▶ _What the task asks_
Write out the records once more, exactly as given.

▶ _Given information_
- - -

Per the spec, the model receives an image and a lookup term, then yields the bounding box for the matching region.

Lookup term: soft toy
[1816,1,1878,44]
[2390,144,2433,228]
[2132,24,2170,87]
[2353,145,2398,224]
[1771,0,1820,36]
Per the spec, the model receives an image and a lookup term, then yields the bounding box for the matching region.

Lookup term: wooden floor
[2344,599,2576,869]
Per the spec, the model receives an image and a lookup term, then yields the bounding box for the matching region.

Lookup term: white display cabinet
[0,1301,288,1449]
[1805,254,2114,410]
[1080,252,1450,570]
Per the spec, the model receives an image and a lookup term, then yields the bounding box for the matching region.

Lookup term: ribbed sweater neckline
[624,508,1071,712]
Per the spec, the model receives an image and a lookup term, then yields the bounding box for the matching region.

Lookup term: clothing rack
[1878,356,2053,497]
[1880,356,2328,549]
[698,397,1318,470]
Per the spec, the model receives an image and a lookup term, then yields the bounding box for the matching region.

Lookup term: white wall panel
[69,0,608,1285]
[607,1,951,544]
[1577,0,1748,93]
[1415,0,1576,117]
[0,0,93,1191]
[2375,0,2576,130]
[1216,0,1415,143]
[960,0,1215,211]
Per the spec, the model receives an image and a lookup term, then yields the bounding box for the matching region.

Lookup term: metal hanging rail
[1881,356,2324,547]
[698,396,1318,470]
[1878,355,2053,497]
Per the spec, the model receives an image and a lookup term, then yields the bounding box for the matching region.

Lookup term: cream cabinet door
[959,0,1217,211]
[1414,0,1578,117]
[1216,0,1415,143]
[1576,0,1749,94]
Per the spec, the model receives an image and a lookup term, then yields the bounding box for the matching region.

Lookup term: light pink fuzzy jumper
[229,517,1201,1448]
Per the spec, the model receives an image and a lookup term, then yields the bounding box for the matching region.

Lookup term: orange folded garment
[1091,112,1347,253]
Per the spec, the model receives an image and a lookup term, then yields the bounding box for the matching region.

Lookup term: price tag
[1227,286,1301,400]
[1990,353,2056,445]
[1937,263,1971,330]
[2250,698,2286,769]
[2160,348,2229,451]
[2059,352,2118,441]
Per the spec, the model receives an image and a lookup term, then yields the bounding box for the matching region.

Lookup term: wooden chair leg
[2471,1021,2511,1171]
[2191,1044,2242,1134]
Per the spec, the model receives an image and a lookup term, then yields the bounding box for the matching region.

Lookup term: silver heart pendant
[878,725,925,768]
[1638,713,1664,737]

- - -

▶ _Response to the exercise_
Per the spec, the model receives an image and a lookup term, then yields the bounding box for the matching region.

Lookup term: soft toy
[1816,1,1878,44]
[2390,144,2433,228]
[2132,24,2170,87]
[2353,145,2398,224]
[1771,0,1820,36]
Per the spec, the model receives an image and a lookup term, then yields the bounding box for the matching region.

Lookup term: wooden floor
[2344,599,2576,869]
Per the spec, the model receives an image and a lookup term, then yields the bounding box for the matching region.

Lookup term: white display cabinet
[0,1301,288,1449]
[1805,254,2114,410]
[1080,252,1450,570]
Per the spec, the model receives an image and a lookup term, then yields the bounding box for the matching region.

Lookup term: ribbed sweater neckline
[624,508,1071,712]
Per the spec, the model receives an image and a lookup term, then yields the bounding box for the matching region.

Lookup term: clothing rack
[1878,356,2053,497]
[1880,356,2328,549]
[698,397,1318,470]
Per the spec, the model receives an image and a lookup term, then yields the bounding box for the matching region.

Lookup term: white wall panel
[69,0,608,1285]
[607,1,951,544]
[1577,0,1748,93]
[1415,0,1576,117]
[0,0,93,1191]
[2375,0,2576,130]
[1216,0,1415,143]
[960,0,1215,211]
Per the spec, the model receives an image and a lookup term, then yields the bounding box for the matching region.

Lookup term: metal hanging rail
[1881,356,2324,547]
[698,396,1318,470]
[1878,355,2053,497]
Per the spec, the model receives an image and a lookup term, then yields the bounding box for the matching region.

Lookup term: cream cabinet door
[959,0,1217,211]
[1414,0,1578,117]
[1216,0,1415,143]
[1576,0,1749,94]
Per the spec, the model receives an image and a lookup term, then yields the bounding box for the matching region.

Lookup term: light pink fuzzy jumper
[229,517,1201,1448]
Per the spec, the model receives an image and a lookup term, then yields the bounding box for the matching region.

Lookup term: orange folded garment
[1091,112,1347,253]
Per the spec, the model receives an image and a lookup term, then yields the bounding box for the matching region.

Lookup term: price tag
[1227,286,1301,400]
[1990,353,2056,445]
[1937,263,1971,330]
[2250,698,2286,769]
[2160,348,2229,451]
[2059,352,2118,441]
Per the spec, the model receives an image and a lookup term, then yields the bounding box for the matching region.

Lookup term: wooden chair leg
[2471,1021,2511,1171]
[2191,1044,2242,1134]
Per the spec, the model receives an image and a lookup term, then yields the bounding box for the matching region.

Lookup term: silver heart pendant
[878,725,925,768]
[1638,713,1664,737]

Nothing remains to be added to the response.